DIRECTION
Every line of the records must be repeated exactly; pictures stay out.

------------

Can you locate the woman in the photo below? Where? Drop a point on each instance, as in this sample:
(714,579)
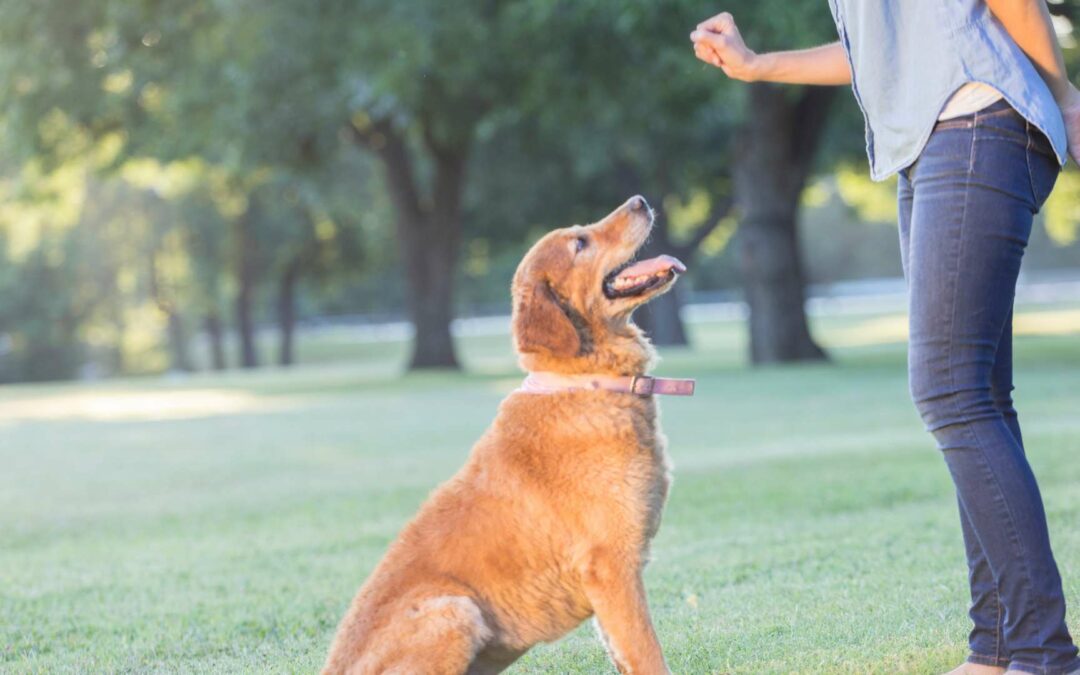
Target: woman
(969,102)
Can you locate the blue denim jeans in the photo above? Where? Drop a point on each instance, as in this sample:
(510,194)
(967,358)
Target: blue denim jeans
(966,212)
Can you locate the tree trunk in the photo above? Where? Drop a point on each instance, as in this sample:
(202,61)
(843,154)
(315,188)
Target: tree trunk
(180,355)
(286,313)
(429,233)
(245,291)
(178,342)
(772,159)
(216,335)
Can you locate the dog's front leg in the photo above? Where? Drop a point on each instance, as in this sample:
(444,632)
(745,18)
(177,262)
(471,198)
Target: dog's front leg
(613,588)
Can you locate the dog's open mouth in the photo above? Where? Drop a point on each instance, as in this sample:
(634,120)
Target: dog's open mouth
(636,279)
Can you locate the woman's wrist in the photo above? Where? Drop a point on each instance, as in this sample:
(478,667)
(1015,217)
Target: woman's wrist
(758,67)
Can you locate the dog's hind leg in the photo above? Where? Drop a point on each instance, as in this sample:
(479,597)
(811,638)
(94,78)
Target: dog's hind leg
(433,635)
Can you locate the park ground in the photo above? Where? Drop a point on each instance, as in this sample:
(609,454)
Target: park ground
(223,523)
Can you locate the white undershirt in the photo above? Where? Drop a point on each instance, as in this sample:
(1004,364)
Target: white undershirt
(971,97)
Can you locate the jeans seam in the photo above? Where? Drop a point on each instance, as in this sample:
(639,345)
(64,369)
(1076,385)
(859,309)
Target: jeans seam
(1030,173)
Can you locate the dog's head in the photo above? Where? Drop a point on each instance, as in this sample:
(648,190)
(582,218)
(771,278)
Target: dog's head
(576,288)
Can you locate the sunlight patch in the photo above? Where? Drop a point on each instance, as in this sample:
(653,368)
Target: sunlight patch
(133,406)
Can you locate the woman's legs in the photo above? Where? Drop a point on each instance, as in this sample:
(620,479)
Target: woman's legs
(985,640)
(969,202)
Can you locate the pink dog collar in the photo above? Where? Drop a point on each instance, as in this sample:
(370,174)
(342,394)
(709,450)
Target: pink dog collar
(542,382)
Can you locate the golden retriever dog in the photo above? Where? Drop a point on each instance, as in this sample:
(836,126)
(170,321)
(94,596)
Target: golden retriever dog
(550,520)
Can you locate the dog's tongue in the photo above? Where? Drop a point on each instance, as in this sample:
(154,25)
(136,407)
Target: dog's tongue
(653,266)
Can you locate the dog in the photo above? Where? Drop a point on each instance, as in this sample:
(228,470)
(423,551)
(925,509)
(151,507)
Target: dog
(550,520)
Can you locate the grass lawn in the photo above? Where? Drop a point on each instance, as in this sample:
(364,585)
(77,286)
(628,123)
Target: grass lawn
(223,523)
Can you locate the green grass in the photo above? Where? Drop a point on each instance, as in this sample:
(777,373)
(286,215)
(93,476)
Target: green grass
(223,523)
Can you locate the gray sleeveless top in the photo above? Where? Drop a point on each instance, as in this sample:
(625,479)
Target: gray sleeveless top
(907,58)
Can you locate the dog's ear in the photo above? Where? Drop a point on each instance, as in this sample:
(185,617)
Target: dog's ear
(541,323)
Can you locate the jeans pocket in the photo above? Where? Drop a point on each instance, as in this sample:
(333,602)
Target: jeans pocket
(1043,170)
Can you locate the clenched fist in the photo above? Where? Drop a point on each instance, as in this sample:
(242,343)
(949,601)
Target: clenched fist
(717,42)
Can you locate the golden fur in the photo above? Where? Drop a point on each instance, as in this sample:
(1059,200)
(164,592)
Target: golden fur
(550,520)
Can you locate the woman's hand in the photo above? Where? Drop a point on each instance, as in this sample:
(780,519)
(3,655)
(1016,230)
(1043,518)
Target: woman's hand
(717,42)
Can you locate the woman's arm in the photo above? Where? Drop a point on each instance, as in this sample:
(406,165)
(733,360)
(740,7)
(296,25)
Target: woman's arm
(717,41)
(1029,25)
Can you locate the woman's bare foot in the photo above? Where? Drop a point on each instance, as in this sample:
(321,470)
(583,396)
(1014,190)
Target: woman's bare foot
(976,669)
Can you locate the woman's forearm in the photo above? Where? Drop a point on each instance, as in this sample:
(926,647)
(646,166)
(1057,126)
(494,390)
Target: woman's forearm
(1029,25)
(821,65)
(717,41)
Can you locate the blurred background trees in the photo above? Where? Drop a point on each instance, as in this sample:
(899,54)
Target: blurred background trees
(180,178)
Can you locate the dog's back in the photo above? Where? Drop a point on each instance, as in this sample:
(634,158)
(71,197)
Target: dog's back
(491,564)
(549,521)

------------

PROBLEM SOLUTION
Can you locate the woman in the photo below? Where? Drop a point on each instance, as in this sample:
(714,579)
Target: woman
(969,102)
Can you locate the blue denim jeans in the photo above? Where? Drop a point on each instance, as in this sample:
(510,194)
(967,358)
Target: blue denim jeans
(966,212)
Can you locate the tree trunk in the photo above? Where? Drop a point on each instance, as in this sample:
(202,61)
(843,154)
(315,188)
Target: tree trunk
(180,355)
(286,313)
(429,233)
(245,291)
(178,342)
(772,159)
(216,335)
Can you locate the dog's front leg in the photo above? Where? Drop a point on each instance, as in this sample:
(444,632)
(745,18)
(177,262)
(471,198)
Target: dog's front leg
(613,588)
Can you locate the dog's open mouth in the photo above? Where? Drop a point on each instance, as in this sample:
(634,120)
Target: dog's open mouth
(636,279)
Can you locate the woman's wrist in the photo above? Where? Drop a point on each instance, as in this sample:
(478,667)
(1015,217)
Target: woman's wrist
(758,67)
Can you locate the dog's hind leg in the photo above? Where? Drop a point on each instance, as in this sample:
(479,597)
(811,638)
(94,78)
Target: dog's hind leg
(433,635)
Can you locate the park ground in the photo above? Where? Drop a point on each instance, as in this sample:
(609,454)
Target: park ground
(223,523)
Can you locate the white undershirt in the photo above? Where? Drop a point on each instance, as in this sample:
(1004,364)
Target: white undershirt
(971,97)
Can you locate the jeans seam in the photo above? Where? Drop a point on each instance, as in this sample:
(639,345)
(64,369)
(1076,385)
(859,309)
Target: jeans seam
(1030,173)
Can you locate the dog's head in the photo above? Where? Drop a point on each instance, as in this sample:
(648,190)
(582,218)
(771,278)
Target: dog's head
(576,288)
Can you locate the sunlight patch in the photo above? Where? Drop a point on each instance, as in this sample:
(653,368)
Target: sunlight patch
(133,406)
Can you locate the woman's legs in the photo above? Where? Drop a point on each instance, as in this sample:
(620,479)
Target: woman's legs
(985,640)
(969,202)
Can you locate the pink dog collar in the photo above? Where? Drop a point on each instance, as in this sample:
(370,174)
(342,394)
(709,450)
Target: pink dog collar
(542,382)
Can you locate the golden retriever dog in the photo above? Where? Drop a point on each instance, as in this sample:
(836,126)
(170,321)
(94,596)
Target: golden retriever dog
(550,520)
Can you locate the dog's tongue in the photo above? Where? Drop a point on each instance, as in this sample:
(154,25)
(136,407)
Target: dog's tongue
(653,266)
Can you locate the dog in the photo above? Where? Drop a point on each instance, as in this sample:
(228,470)
(423,551)
(925,509)
(151,507)
Target: dog
(550,520)
Can you locate the grass lawn in the photo above? Where? Drop a point on each instance, as in this sample:
(364,585)
(77,286)
(628,123)
Target: grass lawn
(223,523)
Can you locate the green grass in the photo above? Where? Drop a point on each instance, as in this sample:
(777,373)
(286,215)
(93,476)
Target: green grass
(223,523)
Can you locate the gray sleeveless top in the photo above? Where? Drop a point on each instance, as in this sample:
(625,479)
Target: gray sleeveless top
(907,58)
Can you locate the dog's ear in the photo above? Where? Drop a point on each instance, as in this sample:
(185,617)
Target: dog's ear
(541,323)
Can you locate the jeans pocket in the photo above? Where? Drop a point on each instance, as in this sample:
(333,602)
Target: jeans pocket
(1043,170)
Can you locate the clenched fist in the photo above? Where? Drop a point on each instance, as in this sample:
(242,343)
(949,601)
Target: clenched fist
(717,42)
Can you locate the golden fur in the photo above? Where? Drop a point on each instance, as in this sample:
(1059,200)
(164,592)
Target: golden fur
(550,520)
Can you locate the woman's hand in the photo above? Where? Drop a point on each instance, as in this sample:
(780,519)
(3,655)
(1016,230)
(1043,518)
Target: woman's hand
(717,42)
Can you locate the woman's arm in the photo above? Where? Drop a point on each instance, as in this sample:
(406,165)
(733,360)
(740,7)
(296,25)
Target: woman's arm
(717,41)
(1029,25)
Can you locate the woman's bare foot in the photo above? Where? Drop a point on each instance, as in this sample:
(321,470)
(583,396)
(1014,190)
Target: woman's bare foot
(976,669)
Can you locate the woman's forearm in the photo above? Where? Drop a point on each instance, as in this sample:
(926,647)
(646,166)
(1057,126)
(494,390)
Target: woman's forearm
(1029,25)
(821,65)
(717,41)
Can you locate the blurred background trees in the photo above? Where? Drop a point on each instance, as in this sample:
(899,54)
Target: blurred background trees
(180,178)
Can you locate the dog's back in the photo above? Where? Drop a point on each instance, as in this sample:
(634,158)
(71,197)
Target: dog's back
(491,564)
(549,521)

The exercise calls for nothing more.